◆ Task
Your copy should hold every record exactly and no images.

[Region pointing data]
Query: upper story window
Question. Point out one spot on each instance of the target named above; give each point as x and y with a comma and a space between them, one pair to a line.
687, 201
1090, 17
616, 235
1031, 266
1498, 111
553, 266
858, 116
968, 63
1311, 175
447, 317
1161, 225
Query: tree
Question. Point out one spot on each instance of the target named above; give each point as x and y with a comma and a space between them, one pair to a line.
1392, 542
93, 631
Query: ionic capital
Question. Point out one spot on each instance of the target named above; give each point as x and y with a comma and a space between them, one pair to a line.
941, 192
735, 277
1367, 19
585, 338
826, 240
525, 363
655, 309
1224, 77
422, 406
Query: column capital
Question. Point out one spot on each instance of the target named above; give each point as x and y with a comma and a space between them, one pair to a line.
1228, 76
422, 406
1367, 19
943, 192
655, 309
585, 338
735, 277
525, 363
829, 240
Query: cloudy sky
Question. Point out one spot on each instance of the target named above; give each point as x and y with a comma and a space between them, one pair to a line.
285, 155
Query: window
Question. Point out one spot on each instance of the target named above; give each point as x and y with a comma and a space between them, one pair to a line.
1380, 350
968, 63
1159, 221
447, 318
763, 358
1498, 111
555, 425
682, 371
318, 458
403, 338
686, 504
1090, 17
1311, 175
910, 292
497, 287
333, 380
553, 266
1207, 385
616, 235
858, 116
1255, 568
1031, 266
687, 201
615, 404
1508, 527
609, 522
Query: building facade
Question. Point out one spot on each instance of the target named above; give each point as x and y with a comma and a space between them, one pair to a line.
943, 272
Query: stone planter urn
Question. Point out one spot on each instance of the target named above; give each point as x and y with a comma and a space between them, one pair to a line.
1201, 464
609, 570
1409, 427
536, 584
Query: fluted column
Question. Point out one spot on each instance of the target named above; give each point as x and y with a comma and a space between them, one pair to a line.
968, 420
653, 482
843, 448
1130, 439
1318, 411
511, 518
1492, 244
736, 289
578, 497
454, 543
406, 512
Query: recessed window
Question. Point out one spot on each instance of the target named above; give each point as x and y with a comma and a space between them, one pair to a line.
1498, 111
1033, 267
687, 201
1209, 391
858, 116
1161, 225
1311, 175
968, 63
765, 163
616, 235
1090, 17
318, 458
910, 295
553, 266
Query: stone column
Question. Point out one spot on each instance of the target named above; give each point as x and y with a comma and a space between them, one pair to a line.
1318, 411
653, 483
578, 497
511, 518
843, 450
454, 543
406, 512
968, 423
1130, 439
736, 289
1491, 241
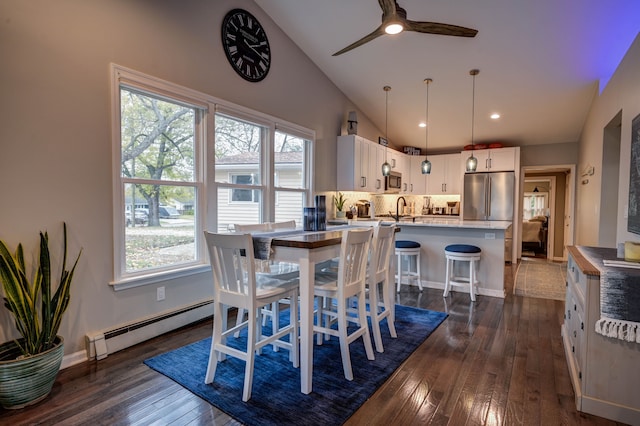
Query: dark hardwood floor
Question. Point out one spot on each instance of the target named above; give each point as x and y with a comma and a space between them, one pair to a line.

◆ Written solution
Query: upper story window
Question. Point out one spot on each instance of the target named above; give each point as x and y with a comma and a space between them, one pair to a line.
687, 201
1090, 17
616, 235
1031, 266
1498, 111
553, 266
858, 116
968, 63
1311, 175
447, 317
1161, 225
Query: tree
Question. Point out one spot on each instance of the target named above; give each point as x and y with a comma and a space between them, one pair to a line.
1392, 542
93, 631
Query: ionic capital
Question. Point out one spot on each instance of the target named above; give each point as x and y with a comma and a space between them, one pair to a line.
941, 192
735, 277
1367, 19
585, 338
826, 240
525, 363
655, 309
1224, 77
422, 406
Query: column capital
Question. Point out one spot on each instance of the target named above; give each point as x and y with a comma and a space between them, one pair to a line.
1228, 76
422, 406
1367, 19
943, 192
655, 309
585, 338
735, 277
525, 363
829, 240
Query: cloudy sky
Question. Point out one spot on each instance of the target named above; give each point as x and y with a comma and a space between them, one pair to a line.
285, 155
Query: window
Question. Point out one spot on each instance of the target named above; give each point as x and y with a comma and a space between them, one pair to a line.
1380, 350
968, 63
1159, 221
447, 318
763, 358
1498, 111
555, 425
682, 371
318, 458
403, 338
686, 504
1090, 17
1311, 175
910, 292
497, 287
333, 380
553, 266
1207, 385
616, 235
858, 116
1255, 568
1031, 266
687, 201
615, 404
1508, 527
609, 522
Query: building facade
Question. Point out one spot on each instance of the target named above; give each point as x and y with a comma and a space between them, one pair to a line.
943, 272
Query: stone planter urn
Question. Point out one spot on each instance of the target named above; give each point as x and y with a comma and a space between them, one pair to a line.
1201, 464
609, 570
1409, 427
536, 584
Query: fluted column
Question. Point out one spot on each instance of the target named above; give each point as x and y with a comma and a space between them, one pair to a line.
968, 420
653, 482
843, 448
1130, 439
1318, 411
511, 518
1492, 244
736, 289
578, 497
454, 543
406, 512
Query: recessed window
Question. Point out one spot on each instance of the target named above; give each point as x and y with a comma and a space between them, one pair to a line.
1498, 111
1033, 267
687, 201
1209, 391
858, 116
1161, 225
1311, 175
968, 63
765, 163
616, 235
1090, 17
318, 458
910, 295
553, 266
Query: stone column
Question. Point out one spot on each instance of the target named above; give each point as x and y with a comma and a space between them, one pair to a line.
1318, 411
653, 483
578, 497
511, 518
843, 450
454, 543
406, 512
968, 423
1130, 439
736, 289
1491, 241
Query: dark hardwood floor
Question. Point out one spot on each instance of the target named above; give each point as x and y with a comma and a space between them, one pair to a line.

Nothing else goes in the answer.